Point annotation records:

☆ ☆ ☆ ☆ ☆

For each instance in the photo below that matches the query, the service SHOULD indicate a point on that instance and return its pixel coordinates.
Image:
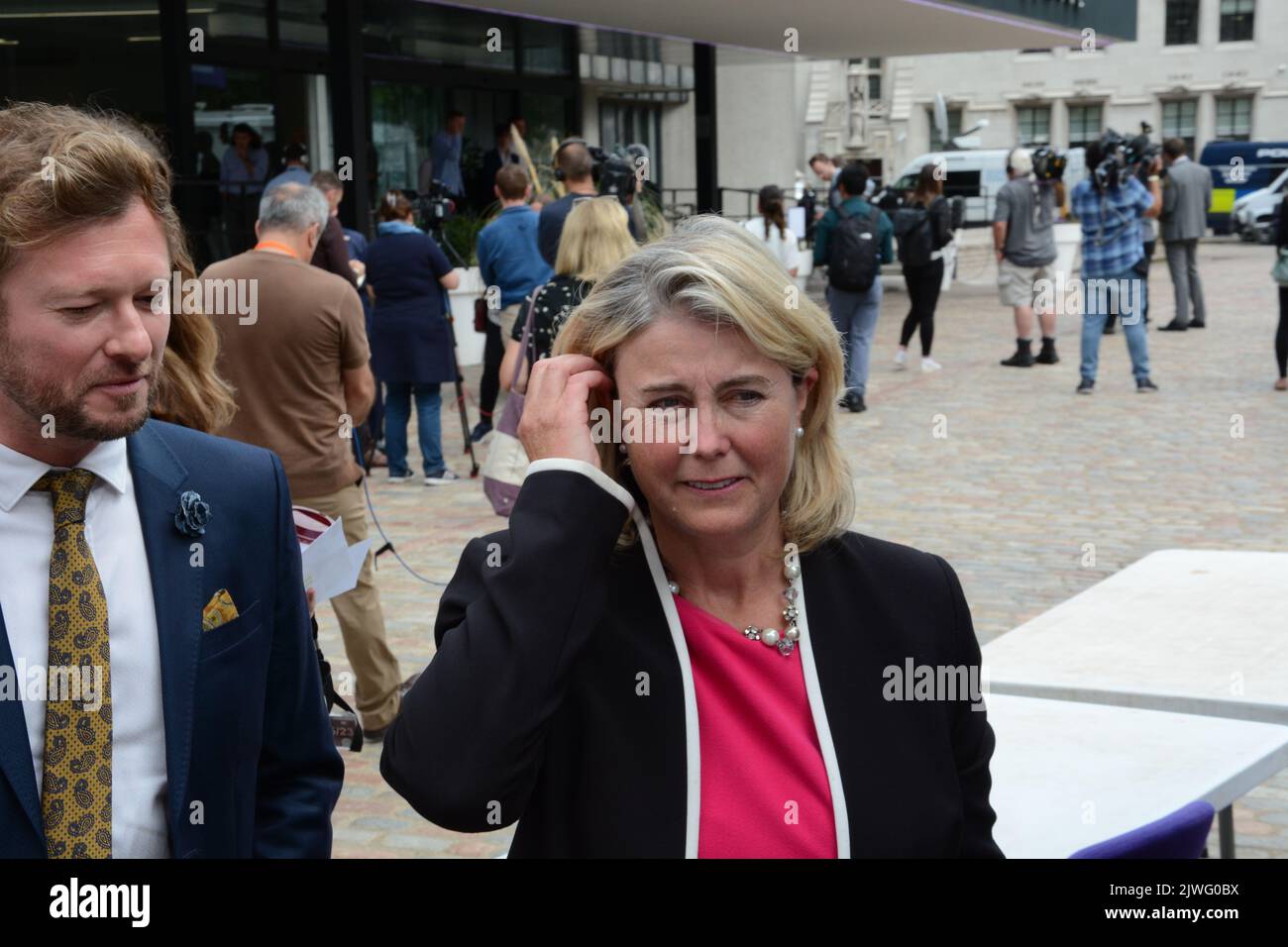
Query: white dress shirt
(781, 247)
(115, 536)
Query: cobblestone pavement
(1026, 475)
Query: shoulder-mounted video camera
(613, 171)
(1124, 158)
(1048, 163)
(434, 206)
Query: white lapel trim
(820, 727)
(692, 741)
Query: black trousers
(489, 385)
(1282, 334)
(923, 294)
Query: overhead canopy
(846, 29)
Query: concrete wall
(759, 121)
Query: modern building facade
(1198, 69)
(719, 101)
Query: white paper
(330, 566)
(797, 222)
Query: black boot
(1047, 355)
(1022, 357)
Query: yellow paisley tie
(76, 797)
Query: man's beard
(38, 398)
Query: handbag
(1280, 268)
(506, 462)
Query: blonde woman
(681, 648)
(189, 392)
(595, 239)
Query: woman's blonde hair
(63, 169)
(716, 272)
(595, 239)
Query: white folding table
(1192, 631)
(1068, 775)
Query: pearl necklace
(786, 639)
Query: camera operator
(575, 166)
(1109, 204)
(1141, 158)
(1024, 241)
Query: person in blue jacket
(411, 339)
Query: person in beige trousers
(299, 365)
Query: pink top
(764, 787)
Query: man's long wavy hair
(63, 169)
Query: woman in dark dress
(411, 339)
(921, 256)
(595, 239)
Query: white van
(1253, 215)
(974, 175)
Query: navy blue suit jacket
(246, 729)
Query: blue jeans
(1128, 307)
(855, 317)
(397, 415)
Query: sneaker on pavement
(1022, 359)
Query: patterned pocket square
(219, 611)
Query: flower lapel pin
(193, 514)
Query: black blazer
(531, 710)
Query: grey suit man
(1186, 196)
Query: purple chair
(1180, 835)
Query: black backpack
(853, 253)
(912, 231)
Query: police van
(975, 175)
(1237, 169)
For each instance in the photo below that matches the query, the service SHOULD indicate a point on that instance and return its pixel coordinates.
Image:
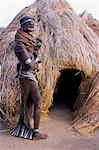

☆ ☆ ☆ ☆ ☆

- _Task_
Reproduce the stretch of lines from the line containing "Query: black blazer" through the end of the records, increasing every coordinate in the answers by 87. Leave the pictures out of your answer.

- _Solved problem_
Query: black blazer
(618, 797)
Query: grey suit man
(1273, 283)
Query: purple chair
(1267, 922)
Query: black backpack
(940, 340)
(999, 318)
Query: police van
(1062, 262)
(1324, 256)
For each instance in the photo below that matches the query, the service SHOULD indicate a point on that instance and return its pixel coordinates.
Image:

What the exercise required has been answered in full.